#### Written instruction A
Using the Python answers, decide whether each statement agrees with the text: (i) Solution #3 suggests writing return ''.join(av) in place of return av; (ii) a set is said to be quicker to build the first time than a list; (iii) the Python2 function builds its translation table with str.maketrans. Answer yes or no for each and quote the deciding words.

--------

Or, as pointed out in comments, using an actual list comprehension inside join is better:

>>> ''.join([e for e in tgt if e.lower() not in vowels])
'Ths s sm txt wth vwls'
Respondent: dawg

Solution #2:

return ''.join(av)

will make it back into a string from a list.

Respondent: Amadan

Solution #3:

You’re returning the list. Using join function you can convert the list to corresponding string.

Try:

return ''.join(av)

instead of return av

Respondent: Pankaj Sharma

Solution #4:

You’re looking for str.join which takes an iterable (like a list) as an argument and returns the string formed by using the object as a separator between each element of that iterable. For example:

lst = ['a','b','c','d','e','f','g']

''.join(lst) # 'abcdefg'
'/'.join(lst) # 'a/b/c/d/e/f/g'
'a'.join(lst # 'aabacadaeafag' etc etc...

Note that there are better ways to implement your function. str.translate(use THIS str.translate in Python2, which iirc is what Codecademy uses for their interpreter, it’s changed between versions) is BORN to delete characters from strings.

# Python3
def hate_vowels_py3(instring):
    transmap = str.maketrans('', '', 'aeiouAEIOU')
    outstring = instring.translate(transmap)
    return outstring

# Python2
def hate_vowels_py2(instring):
    outstring = instring.translate(None, 'aeiouAEIOU')
    return outstring

And using your method, there’s even an incremental improvement to be made. Any time you both

  • Don’t need to keep something in order and
  • Don’t need to have more than one of something

You should strongly consider using a set instead of a list. The set takes slightly longer to build for the first time, but lookups are MUCH faster. Remember that if you unroll that list comp you have:

# example string "Hello world!"

--------

#### Written instruction B
Copy word for word the stretch of entries from the line containing "Mark the red" through the end of the entries.

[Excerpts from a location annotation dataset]
--------

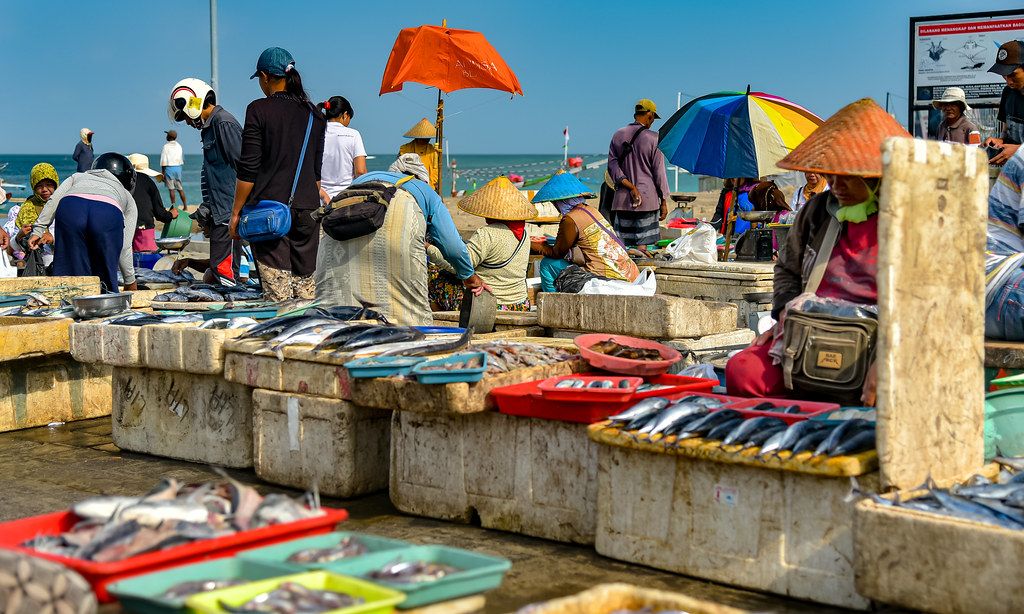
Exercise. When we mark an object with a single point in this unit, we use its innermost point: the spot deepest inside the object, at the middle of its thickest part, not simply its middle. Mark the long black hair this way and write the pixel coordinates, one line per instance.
(335, 106)
(293, 85)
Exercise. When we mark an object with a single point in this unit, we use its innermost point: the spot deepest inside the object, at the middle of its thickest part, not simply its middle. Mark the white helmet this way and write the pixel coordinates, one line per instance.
(186, 99)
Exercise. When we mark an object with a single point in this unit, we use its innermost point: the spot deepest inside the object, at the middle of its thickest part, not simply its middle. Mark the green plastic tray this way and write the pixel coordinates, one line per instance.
(480, 572)
(379, 599)
(141, 594)
(276, 554)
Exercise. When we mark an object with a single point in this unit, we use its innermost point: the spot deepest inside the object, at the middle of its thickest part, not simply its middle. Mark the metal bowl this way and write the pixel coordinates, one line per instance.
(100, 305)
(756, 216)
(173, 243)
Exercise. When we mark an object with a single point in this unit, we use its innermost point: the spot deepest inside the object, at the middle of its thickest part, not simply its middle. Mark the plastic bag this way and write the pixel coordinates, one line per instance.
(644, 286)
(696, 245)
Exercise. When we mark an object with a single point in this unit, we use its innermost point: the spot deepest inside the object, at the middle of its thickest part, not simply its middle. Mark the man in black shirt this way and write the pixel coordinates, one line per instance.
(1010, 64)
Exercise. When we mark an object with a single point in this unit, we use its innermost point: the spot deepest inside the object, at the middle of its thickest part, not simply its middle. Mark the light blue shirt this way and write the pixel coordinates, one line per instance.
(439, 222)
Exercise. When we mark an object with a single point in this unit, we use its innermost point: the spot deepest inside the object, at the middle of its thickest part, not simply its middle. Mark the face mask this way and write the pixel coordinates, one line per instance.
(856, 214)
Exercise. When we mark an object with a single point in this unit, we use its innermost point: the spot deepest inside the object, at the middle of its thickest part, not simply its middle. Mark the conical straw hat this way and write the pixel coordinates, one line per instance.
(848, 143)
(423, 129)
(499, 200)
(562, 185)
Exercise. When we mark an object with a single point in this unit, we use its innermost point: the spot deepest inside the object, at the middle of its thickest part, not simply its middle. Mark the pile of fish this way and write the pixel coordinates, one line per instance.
(505, 356)
(657, 419)
(573, 383)
(619, 350)
(412, 572)
(207, 293)
(349, 546)
(183, 589)
(146, 276)
(337, 331)
(999, 502)
(113, 528)
(292, 598)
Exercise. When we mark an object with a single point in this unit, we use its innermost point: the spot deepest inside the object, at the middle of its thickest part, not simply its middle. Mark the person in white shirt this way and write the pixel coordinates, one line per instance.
(344, 157)
(171, 161)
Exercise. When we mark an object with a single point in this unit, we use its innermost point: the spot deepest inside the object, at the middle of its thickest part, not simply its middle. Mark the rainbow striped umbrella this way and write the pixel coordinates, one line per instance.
(735, 134)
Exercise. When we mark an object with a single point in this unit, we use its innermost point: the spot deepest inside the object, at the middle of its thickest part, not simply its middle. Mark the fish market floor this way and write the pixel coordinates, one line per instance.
(47, 469)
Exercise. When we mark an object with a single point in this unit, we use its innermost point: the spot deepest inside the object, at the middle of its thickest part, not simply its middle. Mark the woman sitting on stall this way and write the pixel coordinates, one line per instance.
(582, 226)
(388, 267)
(846, 149)
(499, 251)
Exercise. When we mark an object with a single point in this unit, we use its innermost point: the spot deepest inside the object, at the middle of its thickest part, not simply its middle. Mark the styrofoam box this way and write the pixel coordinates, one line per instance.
(780, 531)
(301, 440)
(182, 415)
(524, 475)
(35, 392)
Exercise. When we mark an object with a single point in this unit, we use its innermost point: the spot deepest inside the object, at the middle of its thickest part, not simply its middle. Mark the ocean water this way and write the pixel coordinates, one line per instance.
(472, 170)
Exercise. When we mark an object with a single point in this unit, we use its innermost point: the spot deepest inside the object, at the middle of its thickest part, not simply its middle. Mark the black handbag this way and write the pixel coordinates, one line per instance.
(358, 210)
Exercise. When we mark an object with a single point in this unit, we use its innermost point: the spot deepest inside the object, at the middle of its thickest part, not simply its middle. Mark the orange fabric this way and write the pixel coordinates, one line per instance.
(449, 59)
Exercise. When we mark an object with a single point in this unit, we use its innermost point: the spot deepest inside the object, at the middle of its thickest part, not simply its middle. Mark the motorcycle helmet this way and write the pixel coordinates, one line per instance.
(119, 166)
(186, 99)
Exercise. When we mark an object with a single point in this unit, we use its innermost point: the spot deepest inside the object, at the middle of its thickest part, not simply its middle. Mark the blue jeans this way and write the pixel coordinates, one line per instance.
(1005, 317)
(87, 239)
(550, 267)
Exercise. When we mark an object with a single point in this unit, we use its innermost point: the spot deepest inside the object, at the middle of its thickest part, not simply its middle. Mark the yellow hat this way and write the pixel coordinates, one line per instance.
(423, 129)
(499, 200)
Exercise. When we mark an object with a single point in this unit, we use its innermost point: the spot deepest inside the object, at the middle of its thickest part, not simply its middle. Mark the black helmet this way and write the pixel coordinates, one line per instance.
(119, 166)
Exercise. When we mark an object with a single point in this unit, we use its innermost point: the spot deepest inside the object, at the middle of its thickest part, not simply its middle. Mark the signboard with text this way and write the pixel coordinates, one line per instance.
(956, 51)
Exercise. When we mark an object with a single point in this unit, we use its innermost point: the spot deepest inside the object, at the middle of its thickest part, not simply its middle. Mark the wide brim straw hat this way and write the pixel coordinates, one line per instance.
(423, 129)
(562, 185)
(848, 143)
(141, 164)
(952, 94)
(499, 200)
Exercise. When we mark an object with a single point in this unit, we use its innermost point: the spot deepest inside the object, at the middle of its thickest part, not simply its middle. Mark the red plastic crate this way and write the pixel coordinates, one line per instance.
(100, 574)
(525, 399)
(808, 408)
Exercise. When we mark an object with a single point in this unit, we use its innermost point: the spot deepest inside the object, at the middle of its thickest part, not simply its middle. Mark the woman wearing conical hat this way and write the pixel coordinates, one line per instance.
(499, 251)
(421, 135)
(847, 150)
(582, 226)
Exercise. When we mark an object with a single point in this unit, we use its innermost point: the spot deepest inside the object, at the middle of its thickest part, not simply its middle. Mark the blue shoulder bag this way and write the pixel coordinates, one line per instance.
(268, 220)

--------

#### Final result A
(i) Yes: "return ''.join(av)" and "instead of return av"
(ii) No: "The set takes slightly longer to build for the first time, but lookups are MUCH faster."
(iii) No: "outstring = instring.translate(None, 'aeiouAEIOU')"

#### Final result B
Exercise. When we mark an object with a single point in this unit, we use its innermost point: the spot deepest inside the object, at the middle of its thickest part, not simply its middle. Mark the red plastic crate this way and write the pixel coordinates, one line per instance.
(100, 574)
(525, 399)
(808, 408)
Exercise. When we mark an object with a single point in this unit, we use its innermost point: the spot deepest inside the object, at the middle of its thickest part, not simply its middle. Mark the woman wearing conical hat this way and write the pixel coordinates, one line per instance.
(499, 251)
(421, 135)
(847, 150)
(582, 226)
Exercise. When we mark an object with a single point in this unit, we use its innermost point: the spot deepest inside the object, at the middle of its thickest part, not simply its middle. Mark the blue shoulder bag this way and write the pixel coordinates, one line per instance.
(268, 220)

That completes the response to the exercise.